++++ Metin Parçası

Peki, Burhan Sakallı rakibi olan Yılmaz Büyükerşen'i nasıl değerlendiriyor? Büyükerşen sizin için avantaj mı dezavantaj mı seçimler için?
Hiç öyle bir değerlendirme yapmıyorum. Avantaj, dezavantaj çerçevesinde de hiç konuya yaklaşmıyorum. Ben sadece işime bakıyorum. Ben evet AK Partiliyim, bir partiye mensubum ama partizan değilim, partici değilim. Sadece Cumhur İttifakı'nın değil bütün bir Eskişehir halkının, Eskişehir ittifakının adayı olmak için elimden geleni yapıyorum. Başkalarının ne yaptığı ya da ne yapmadığı bizi çok fazla ilgilendirmiyor. Zaten bu şehirde nelerin yapıldığını nelerin yapılmadığını hemşerilerimiz zaten biliyorlar.

KAVGAYA GEREK YOK

Barışçıl bir büyükşehir adayı var diyebilir miyiz karşımızda yani?
Kavga etmeye gerek yok herhalde. Zaten ben şöyle bir şey yapıyorum: Bu şehrin yöneticileri, bu şehri yönetenler yeterince kavga ediyorlar. Sanayiyle kavga ediyorlar, ticaretle, sanatla, kültürle kavga ediyorlar, sporla kavga ediyorlar, şehrin bütün kurum ve kuruluşlarıyla kavga ediyorlar. Diğer yerel yöneticilerle kavga ediyorlar. Yeteri kadar var zaten. Ben şöyle söyleyeyim: Ben kimseyle kavga etmek için gelmiyorum. Aksine birilerinin kavgalarına son vermek için geliyorum. Dolayısıyla meseleye bu çerçeve içerisinden bakarsak, birileriyle kavga etmeye gelen bir insan değil, aksine kavga eden birilerinin kavgalarını sonlandırmaya gelen birisi olarak bir profil çizerim diye düşünüyorum.

++++++++
++++ Kayıtlı Veriler

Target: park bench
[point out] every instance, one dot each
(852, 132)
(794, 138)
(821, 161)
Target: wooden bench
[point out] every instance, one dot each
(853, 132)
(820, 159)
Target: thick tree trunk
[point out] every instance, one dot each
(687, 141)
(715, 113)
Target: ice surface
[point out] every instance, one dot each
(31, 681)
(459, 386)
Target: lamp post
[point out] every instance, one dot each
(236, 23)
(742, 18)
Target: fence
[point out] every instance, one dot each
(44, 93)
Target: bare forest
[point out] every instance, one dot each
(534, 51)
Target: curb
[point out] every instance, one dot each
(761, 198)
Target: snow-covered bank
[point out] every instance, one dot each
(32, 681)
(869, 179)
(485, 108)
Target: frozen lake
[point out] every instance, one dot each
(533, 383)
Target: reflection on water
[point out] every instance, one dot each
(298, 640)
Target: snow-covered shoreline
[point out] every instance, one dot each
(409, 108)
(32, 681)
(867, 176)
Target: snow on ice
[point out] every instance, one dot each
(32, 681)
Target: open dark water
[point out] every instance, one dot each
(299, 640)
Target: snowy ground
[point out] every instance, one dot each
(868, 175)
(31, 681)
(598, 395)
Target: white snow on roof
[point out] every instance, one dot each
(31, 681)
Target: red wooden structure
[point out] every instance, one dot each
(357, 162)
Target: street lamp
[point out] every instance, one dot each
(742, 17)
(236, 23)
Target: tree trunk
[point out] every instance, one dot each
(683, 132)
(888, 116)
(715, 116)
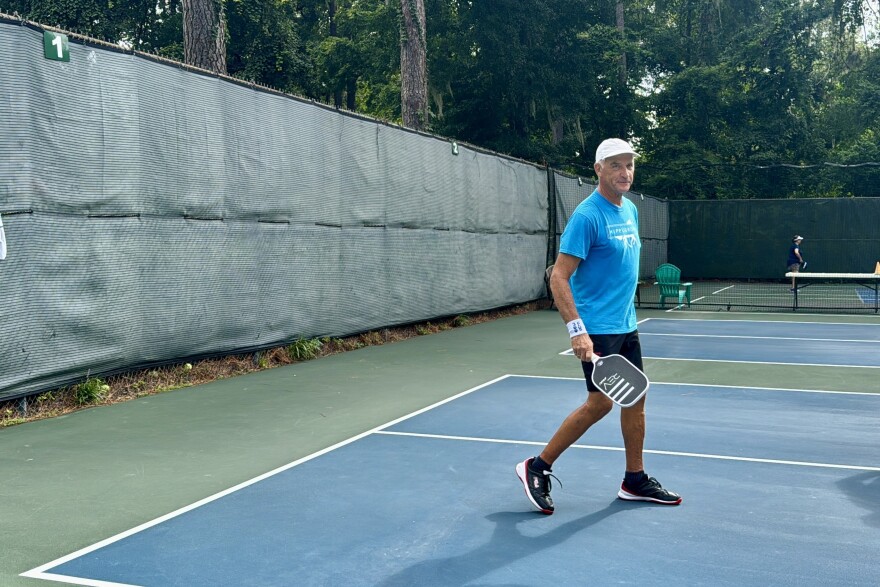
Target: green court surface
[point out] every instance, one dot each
(72, 481)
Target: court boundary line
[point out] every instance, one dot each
(785, 389)
(570, 353)
(864, 314)
(648, 451)
(764, 321)
(877, 342)
(39, 572)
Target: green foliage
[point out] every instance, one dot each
(304, 349)
(718, 95)
(90, 391)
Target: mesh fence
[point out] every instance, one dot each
(154, 213)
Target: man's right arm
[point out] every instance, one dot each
(563, 269)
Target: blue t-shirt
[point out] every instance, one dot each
(606, 239)
(792, 256)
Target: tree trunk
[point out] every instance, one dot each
(204, 34)
(413, 65)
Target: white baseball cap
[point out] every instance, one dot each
(612, 147)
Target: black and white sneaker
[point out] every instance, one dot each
(537, 486)
(648, 490)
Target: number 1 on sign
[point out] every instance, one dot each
(58, 43)
(55, 46)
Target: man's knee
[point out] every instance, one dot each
(599, 404)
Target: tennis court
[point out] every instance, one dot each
(394, 465)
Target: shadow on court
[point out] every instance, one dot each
(507, 545)
(864, 491)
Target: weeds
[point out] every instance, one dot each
(304, 350)
(135, 384)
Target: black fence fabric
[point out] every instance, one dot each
(749, 239)
(154, 213)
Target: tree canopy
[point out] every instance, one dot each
(724, 98)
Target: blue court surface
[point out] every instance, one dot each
(792, 343)
(780, 487)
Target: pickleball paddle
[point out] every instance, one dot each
(620, 380)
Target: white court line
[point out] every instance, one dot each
(40, 572)
(761, 321)
(655, 452)
(747, 313)
(835, 365)
(570, 352)
(677, 383)
(757, 337)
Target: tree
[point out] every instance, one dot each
(413, 65)
(204, 34)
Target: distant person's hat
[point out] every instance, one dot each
(612, 147)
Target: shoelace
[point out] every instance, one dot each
(546, 475)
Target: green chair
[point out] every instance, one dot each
(669, 280)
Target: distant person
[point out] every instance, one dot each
(593, 283)
(795, 259)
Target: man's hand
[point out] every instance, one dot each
(582, 345)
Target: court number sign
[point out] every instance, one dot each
(55, 46)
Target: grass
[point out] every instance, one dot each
(96, 391)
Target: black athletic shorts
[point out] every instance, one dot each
(614, 344)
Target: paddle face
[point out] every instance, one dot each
(620, 380)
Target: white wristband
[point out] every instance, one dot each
(576, 328)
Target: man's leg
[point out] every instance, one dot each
(637, 486)
(632, 425)
(535, 472)
(576, 425)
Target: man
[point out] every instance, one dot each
(593, 283)
(795, 259)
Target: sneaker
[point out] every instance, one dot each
(537, 486)
(649, 490)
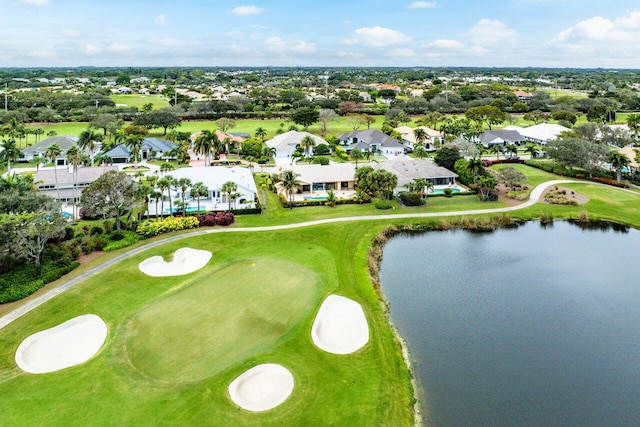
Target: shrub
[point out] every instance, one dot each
(383, 204)
(154, 227)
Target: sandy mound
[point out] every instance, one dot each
(68, 344)
(262, 387)
(185, 261)
(340, 326)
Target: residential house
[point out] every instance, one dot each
(315, 180)
(409, 140)
(39, 149)
(152, 148)
(214, 178)
(541, 133)
(500, 137)
(286, 143)
(45, 180)
(408, 169)
(373, 141)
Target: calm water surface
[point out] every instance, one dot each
(528, 326)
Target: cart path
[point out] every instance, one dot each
(18, 312)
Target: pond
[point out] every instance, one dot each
(526, 326)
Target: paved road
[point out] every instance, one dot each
(41, 299)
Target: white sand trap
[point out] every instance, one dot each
(340, 326)
(262, 387)
(68, 344)
(185, 261)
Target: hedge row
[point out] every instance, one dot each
(153, 227)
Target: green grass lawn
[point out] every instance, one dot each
(185, 317)
(158, 101)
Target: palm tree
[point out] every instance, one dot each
(87, 140)
(356, 154)
(475, 166)
(633, 122)
(9, 152)
(420, 136)
(199, 190)
(261, 133)
(618, 162)
(229, 187)
(289, 181)
(75, 157)
(53, 151)
(183, 184)
(134, 144)
(164, 184)
(308, 143)
(204, 144)
(420, 152)
(496, 149)
(532, 149)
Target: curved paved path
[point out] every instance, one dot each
(536, 193)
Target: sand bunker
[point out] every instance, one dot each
(68, 344)
(262, 387)
(185, 261)
(340, 326)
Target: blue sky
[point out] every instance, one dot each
(517, 33)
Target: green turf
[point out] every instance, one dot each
(158, 101)
(222, 317)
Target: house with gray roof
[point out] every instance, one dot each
(286, 143)
(500, 137)
(45, 179)
(152, 148)
(372, 140)
(39, 149)
(408, 169)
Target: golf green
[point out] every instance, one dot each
(220, 318)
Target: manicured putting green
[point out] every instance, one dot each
(224, 317)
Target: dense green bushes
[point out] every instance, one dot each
(153, 227)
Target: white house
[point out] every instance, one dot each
(213, 178)
(286, 143)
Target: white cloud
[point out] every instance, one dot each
(120, 48)
(276, 44)
(377, 37)
(422, 5)
(623, 30)
(488, 32)
(92, 49)
(160, 19)
(70, 33)
(400, 53)
(445, 44)
(354, 55)
(35, 2)
(246, 10)
(170, 41)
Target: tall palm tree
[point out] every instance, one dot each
(164, 184)
(199, 190)
(75, 157)
(53, 151)
(134, 144)
(229, 187)
(289, 181)
(183, 184)
(87, 140)
(618, 162)
(356, 154)
(308, 143)
(261, 133)
(9, 152)
(475, 166)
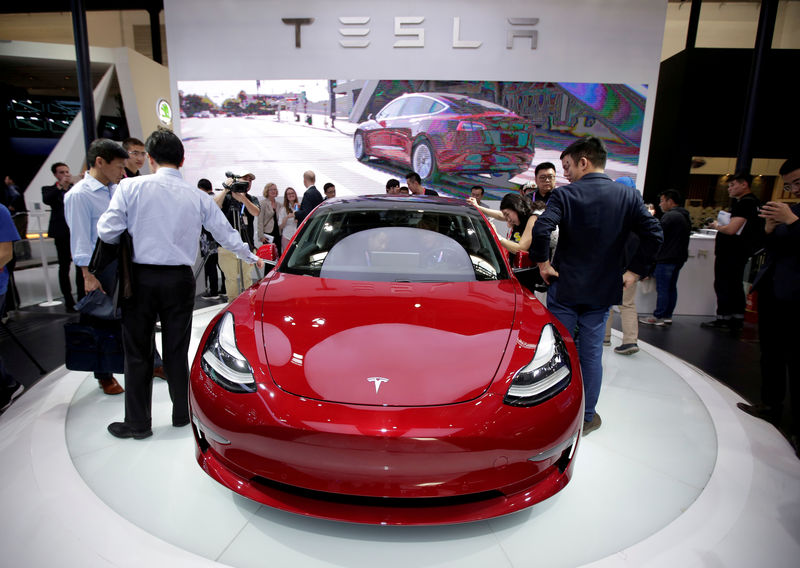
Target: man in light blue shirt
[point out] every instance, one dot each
(164, 216)
(83, 205)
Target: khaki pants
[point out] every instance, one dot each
(628, 315)
(229, 265)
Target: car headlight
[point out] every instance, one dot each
(545, 376)
(223, 362)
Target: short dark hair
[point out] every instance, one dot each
(106, 149)
(128, 142)
(789, 166)
(589, 147)
(673, 195)
(741, 176)
(544, 166)
(520, 205)
(414, 176)
(165, 147)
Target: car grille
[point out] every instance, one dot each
(382, 502)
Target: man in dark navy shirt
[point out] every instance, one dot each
(594, 216)
(736, 241)
(778, 287)
(58, 230)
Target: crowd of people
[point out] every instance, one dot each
(591, 240)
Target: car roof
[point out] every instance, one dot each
(397, 202)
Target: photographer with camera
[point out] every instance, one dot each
(241, 210)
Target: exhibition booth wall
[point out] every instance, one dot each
(579, 52)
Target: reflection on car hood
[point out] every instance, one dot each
(385, 343)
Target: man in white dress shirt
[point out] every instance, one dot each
(83, 205)
(164, 216)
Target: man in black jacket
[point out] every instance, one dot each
(58, 230)
(594, 215)
(778, 287)
(311, 198)
(677, 226)
(736, 240)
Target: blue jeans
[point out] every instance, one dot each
(587, 324)
(6, 380)
(666, 276)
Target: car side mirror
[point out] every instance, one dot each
(530, 278)
(269, 254)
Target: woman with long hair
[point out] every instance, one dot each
(286, 220)
(517, 212)
(268, 224)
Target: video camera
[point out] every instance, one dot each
(236, 184)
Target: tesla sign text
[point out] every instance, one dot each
(356, 29)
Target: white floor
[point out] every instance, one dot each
(675, 477)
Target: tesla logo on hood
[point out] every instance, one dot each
(377, 381)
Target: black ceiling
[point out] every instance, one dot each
(89, 5)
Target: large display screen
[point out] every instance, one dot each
(357, 134)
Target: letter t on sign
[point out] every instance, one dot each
(297, 22)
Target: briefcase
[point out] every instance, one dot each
(94, 348)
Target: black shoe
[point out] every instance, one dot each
(718, 323)
(9, 394)
(122, 430)
(179, 423)
(591, 425)
(627, 349)
(762, 411)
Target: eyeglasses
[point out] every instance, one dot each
(794, 184)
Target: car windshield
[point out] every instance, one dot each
(474, 106)
(395, 245)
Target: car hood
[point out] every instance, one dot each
(385, 343)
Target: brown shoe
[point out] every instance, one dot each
(110, 386)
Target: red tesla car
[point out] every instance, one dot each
(389, 369)
(434, 133)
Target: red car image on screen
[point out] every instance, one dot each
(390, 369)
(433, 133)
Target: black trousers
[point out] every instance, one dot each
(210, 269)
(64, 261)
(165, 293)
(779, 336)
(729, 284)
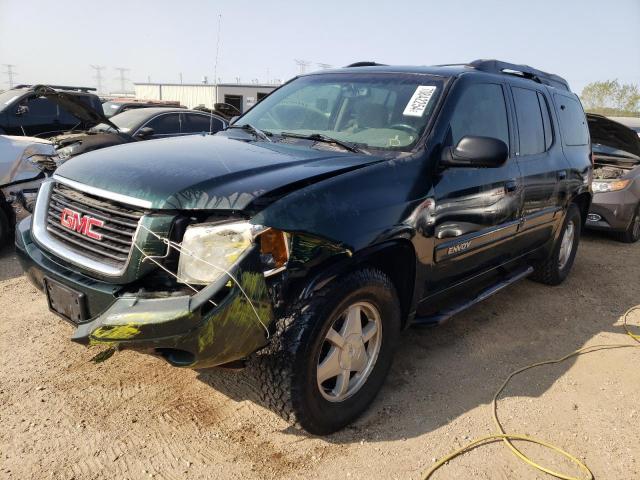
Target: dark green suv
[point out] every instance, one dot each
(344, 207)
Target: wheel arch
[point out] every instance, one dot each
(396, 258)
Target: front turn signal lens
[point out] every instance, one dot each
(274, 250)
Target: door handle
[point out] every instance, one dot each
(511, 185)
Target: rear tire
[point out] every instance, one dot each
(557, 266)
(305, 347)
(632, 233)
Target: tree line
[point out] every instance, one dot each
(610, 97)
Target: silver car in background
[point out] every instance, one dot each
(616, 178)
(24, 163)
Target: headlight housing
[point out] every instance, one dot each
(208, 250)
(600, 186)
(66, 152)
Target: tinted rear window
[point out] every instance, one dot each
(530, 125)
(573, 124)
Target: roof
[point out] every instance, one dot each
(491, 67)
(225, 85)
(633, 122)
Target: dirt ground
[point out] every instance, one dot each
(62, 416)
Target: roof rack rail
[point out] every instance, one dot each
(365, 64)
(59, 87)
(496, 66)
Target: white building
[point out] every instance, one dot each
(241, 96)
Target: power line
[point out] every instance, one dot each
(98, 76)
(303, 64)
(10, 73)
(122, 77)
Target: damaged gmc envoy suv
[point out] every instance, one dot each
(342, 208)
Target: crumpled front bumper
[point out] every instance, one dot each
(187, 330)
(615, 210)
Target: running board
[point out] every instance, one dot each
(440, 317)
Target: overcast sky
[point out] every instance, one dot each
(56, 41)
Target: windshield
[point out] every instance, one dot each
(387, 111)
(110, 108)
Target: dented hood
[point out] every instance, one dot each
(612, 135)
(208, 172)
(73, 105)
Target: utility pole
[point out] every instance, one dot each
(303, 64)
(122, 77)
(215, 65)
(10, 73)
(98, 76)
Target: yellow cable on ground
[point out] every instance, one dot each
(507, 438)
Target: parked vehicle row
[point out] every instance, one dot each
(69, 121)
(346, 206)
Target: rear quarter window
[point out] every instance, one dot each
(573, 123)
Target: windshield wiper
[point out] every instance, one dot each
(321, 137)
(251, 129)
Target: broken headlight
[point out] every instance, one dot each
(210, 250)
(67, 152)
(599, 187)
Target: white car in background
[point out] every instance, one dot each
(24, 163)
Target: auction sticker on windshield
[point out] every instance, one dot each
(419, 101)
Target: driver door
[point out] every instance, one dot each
(477, 209)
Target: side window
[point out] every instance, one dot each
(480, 111)
(167, 124)
(529, 116)
(200, 123)
(546, 120)
(573, 123)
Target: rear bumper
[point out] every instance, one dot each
(187, 330)
(612, 210)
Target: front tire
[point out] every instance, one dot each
(557, 266)
(632, 233)
(332, 354)
(4, 228)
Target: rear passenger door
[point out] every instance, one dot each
(541, 163)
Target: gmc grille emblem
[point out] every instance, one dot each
(82, 224)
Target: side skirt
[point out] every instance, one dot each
(440, 317)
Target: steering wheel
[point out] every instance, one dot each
(406, 127)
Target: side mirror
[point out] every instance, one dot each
(145, 132)
(21, 110)
(474, 151)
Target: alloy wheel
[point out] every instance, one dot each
(349, 352)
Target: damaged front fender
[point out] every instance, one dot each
(221, 323)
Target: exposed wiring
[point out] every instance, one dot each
(180, 249)
(508, 438)
(162, 267)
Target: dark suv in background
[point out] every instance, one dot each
(344, 207)
(47, 110)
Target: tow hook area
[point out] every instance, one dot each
(191, 331)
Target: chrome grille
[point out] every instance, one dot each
(116, 234)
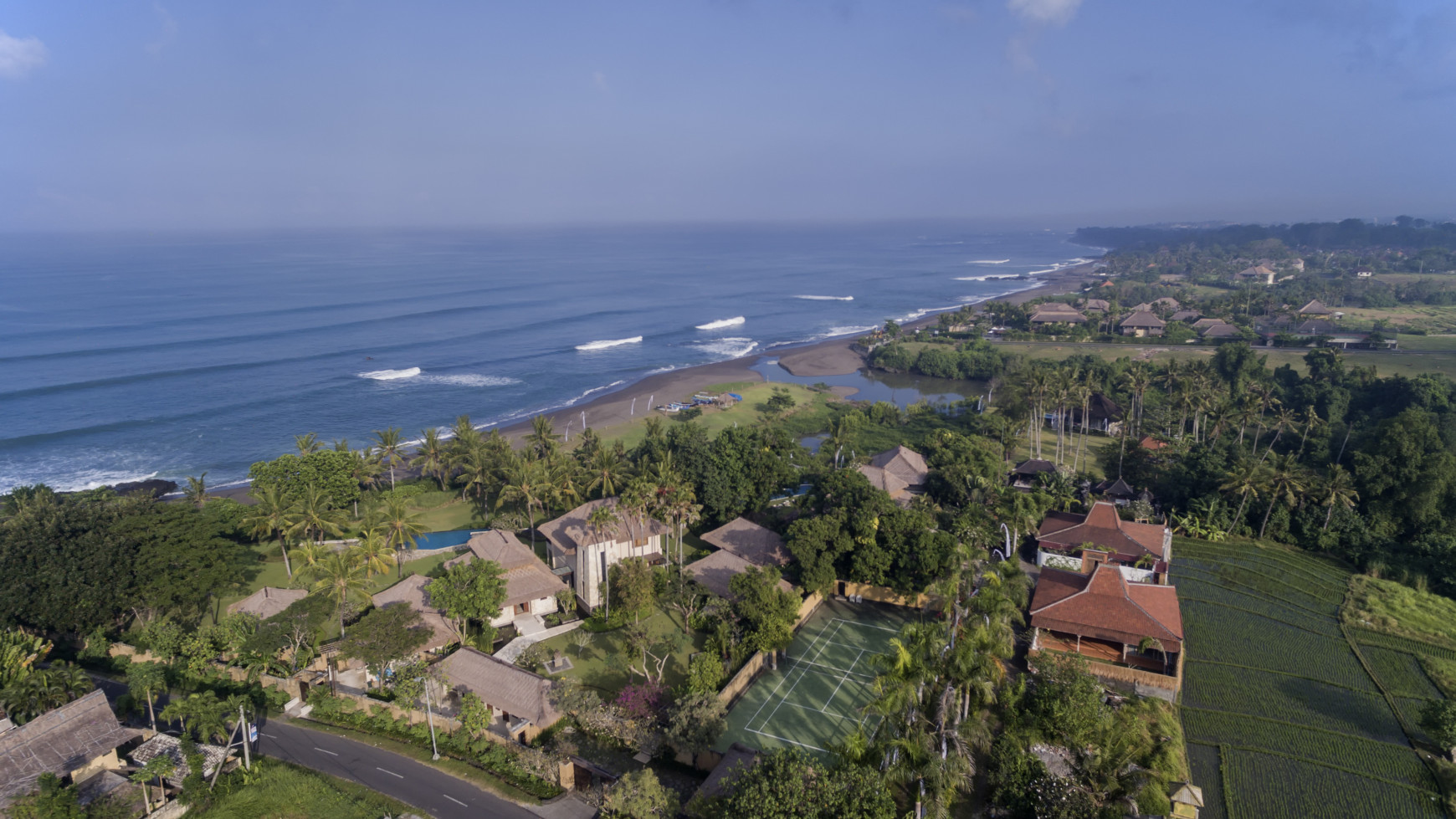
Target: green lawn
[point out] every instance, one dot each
(289, 791)
(603, 665)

++++++++

> Yapılacak İş: Eskişehir adaylığıyla ilgili söyleşide Burhan Sakallı kimseyle kavga etmek için gelmediğini neden söylüyor? Bir ila üç cümleyle açıklayın. Öğelerin bu işle hiçbir ilgisi yok.

> Görev Çıktısı: Sakallı'ya göre şehri yönetenler zaten yeterince kavga ediyor. Sanayiyle, ticaretle, sanatla, kültürle, sporla, şehrin bütün kurum ve kuruluşlarıyla ve diğer yerel yöneticilerle kavga ediyorlar. Bu yüzden kendisi kavga etmeye değil, aksine kavga edenlerin kavgalarına son vermeye geldiğini söylüyor.